- What you will do -
Using the records below, quote only the span that opens with the line containing "drop a dot on every instance of the overhead" and closes with the line containing "drop a dot on every instance of the sign post", exactly and inclusively.

- Excerpted records -
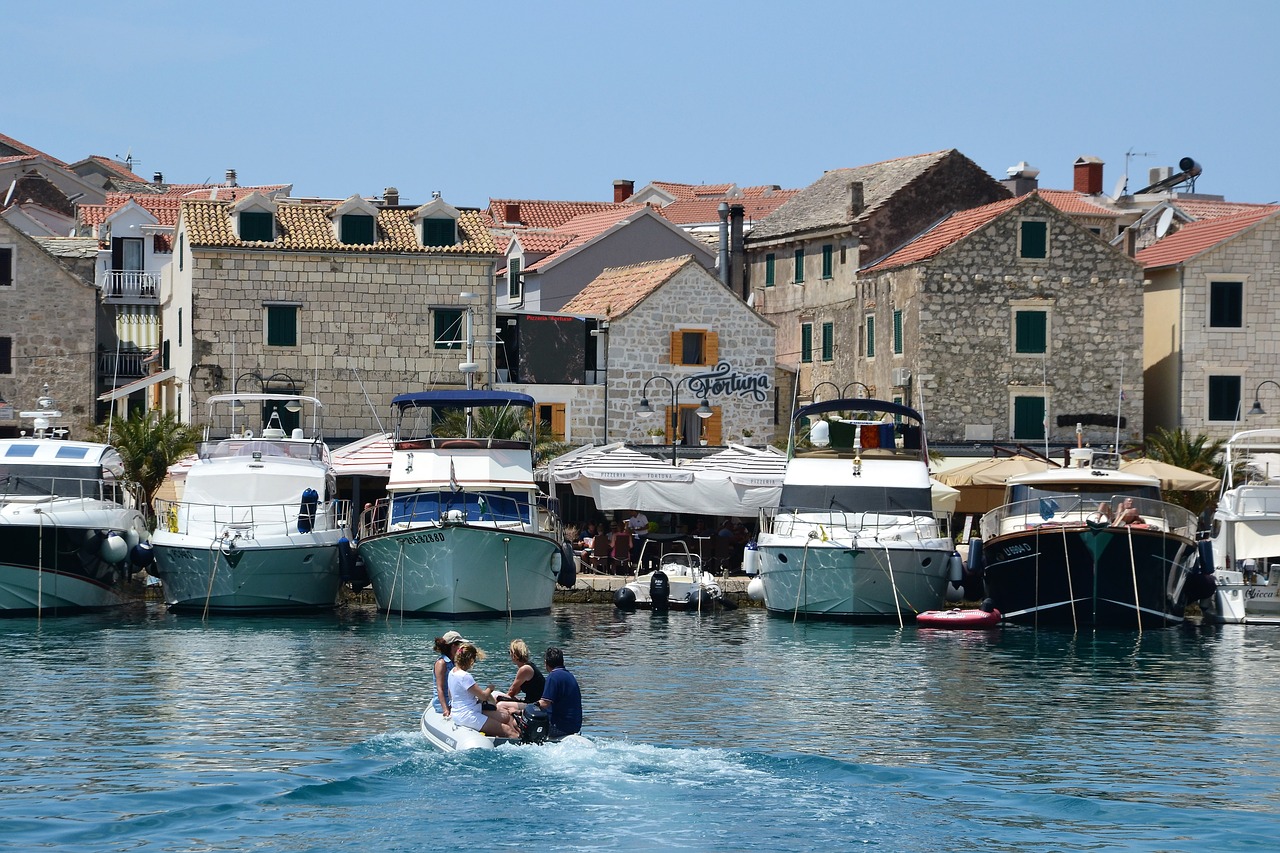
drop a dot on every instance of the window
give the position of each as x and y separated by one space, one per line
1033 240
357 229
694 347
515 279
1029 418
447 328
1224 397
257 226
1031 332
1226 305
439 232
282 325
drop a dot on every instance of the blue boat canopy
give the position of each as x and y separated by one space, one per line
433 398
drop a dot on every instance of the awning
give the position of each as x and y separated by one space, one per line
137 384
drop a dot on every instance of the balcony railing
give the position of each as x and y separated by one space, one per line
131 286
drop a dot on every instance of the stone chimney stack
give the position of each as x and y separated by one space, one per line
...
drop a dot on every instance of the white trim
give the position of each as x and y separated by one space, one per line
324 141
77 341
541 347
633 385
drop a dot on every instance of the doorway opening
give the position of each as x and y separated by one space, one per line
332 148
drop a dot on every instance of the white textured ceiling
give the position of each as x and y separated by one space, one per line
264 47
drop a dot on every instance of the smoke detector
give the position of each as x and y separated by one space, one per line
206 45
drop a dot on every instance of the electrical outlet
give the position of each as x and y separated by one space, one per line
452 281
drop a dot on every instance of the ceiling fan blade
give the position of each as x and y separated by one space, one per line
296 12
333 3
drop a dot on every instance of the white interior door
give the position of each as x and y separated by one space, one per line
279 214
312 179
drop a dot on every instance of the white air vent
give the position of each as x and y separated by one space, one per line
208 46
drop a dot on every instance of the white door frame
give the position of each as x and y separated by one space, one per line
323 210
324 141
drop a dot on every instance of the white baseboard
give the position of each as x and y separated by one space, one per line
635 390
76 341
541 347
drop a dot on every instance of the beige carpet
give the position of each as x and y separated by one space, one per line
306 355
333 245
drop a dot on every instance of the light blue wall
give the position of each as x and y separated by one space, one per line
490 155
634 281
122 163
---
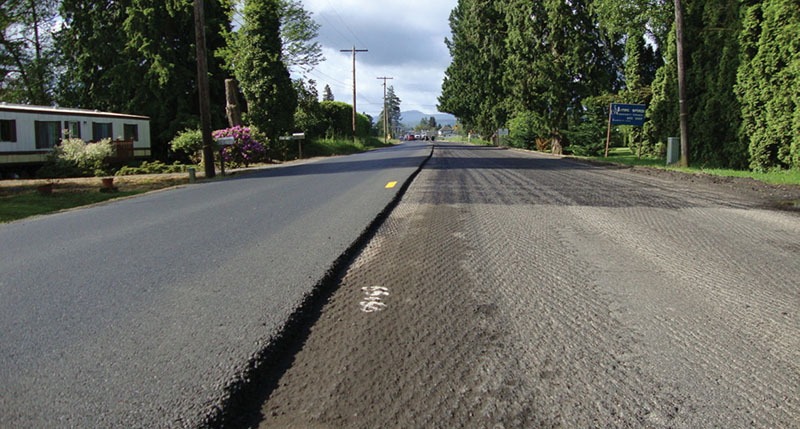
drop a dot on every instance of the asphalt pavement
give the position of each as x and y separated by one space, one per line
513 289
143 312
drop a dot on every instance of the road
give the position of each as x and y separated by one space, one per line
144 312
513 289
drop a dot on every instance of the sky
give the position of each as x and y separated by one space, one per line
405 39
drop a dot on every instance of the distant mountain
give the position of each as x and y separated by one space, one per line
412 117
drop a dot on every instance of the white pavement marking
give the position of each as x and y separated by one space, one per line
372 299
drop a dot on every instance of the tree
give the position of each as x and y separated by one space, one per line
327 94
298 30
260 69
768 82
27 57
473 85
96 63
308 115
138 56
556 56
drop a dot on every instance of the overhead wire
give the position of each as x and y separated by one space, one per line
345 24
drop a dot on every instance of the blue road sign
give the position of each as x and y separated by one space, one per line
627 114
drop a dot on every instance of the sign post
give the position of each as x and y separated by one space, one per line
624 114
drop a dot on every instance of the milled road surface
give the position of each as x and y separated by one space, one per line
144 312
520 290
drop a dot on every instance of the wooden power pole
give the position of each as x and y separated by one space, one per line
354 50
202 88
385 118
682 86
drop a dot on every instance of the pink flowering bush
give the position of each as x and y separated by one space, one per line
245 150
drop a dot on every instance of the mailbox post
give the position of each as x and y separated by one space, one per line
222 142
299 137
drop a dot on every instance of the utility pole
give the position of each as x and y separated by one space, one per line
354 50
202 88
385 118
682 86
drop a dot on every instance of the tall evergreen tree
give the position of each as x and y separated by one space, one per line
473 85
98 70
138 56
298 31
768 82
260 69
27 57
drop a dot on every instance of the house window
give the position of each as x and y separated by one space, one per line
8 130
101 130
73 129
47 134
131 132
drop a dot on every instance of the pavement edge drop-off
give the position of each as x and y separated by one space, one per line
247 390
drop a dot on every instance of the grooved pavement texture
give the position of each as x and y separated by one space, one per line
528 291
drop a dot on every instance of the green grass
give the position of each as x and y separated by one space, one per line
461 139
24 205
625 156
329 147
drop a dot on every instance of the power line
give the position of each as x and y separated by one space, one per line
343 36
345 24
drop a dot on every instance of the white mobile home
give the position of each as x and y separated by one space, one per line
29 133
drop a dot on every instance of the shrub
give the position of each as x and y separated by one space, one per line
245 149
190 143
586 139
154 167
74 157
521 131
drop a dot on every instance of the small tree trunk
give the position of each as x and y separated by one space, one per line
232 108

- Response for this exercise -
drop a dot on every instance of the overhead wire
give the position of each as x and y separated by one space, one per line
345 24
drop a dot on every instance of the blue road sign
give the position of each as x and y separated by one space, one per line
627 114
drop a dot on every instance of the sign post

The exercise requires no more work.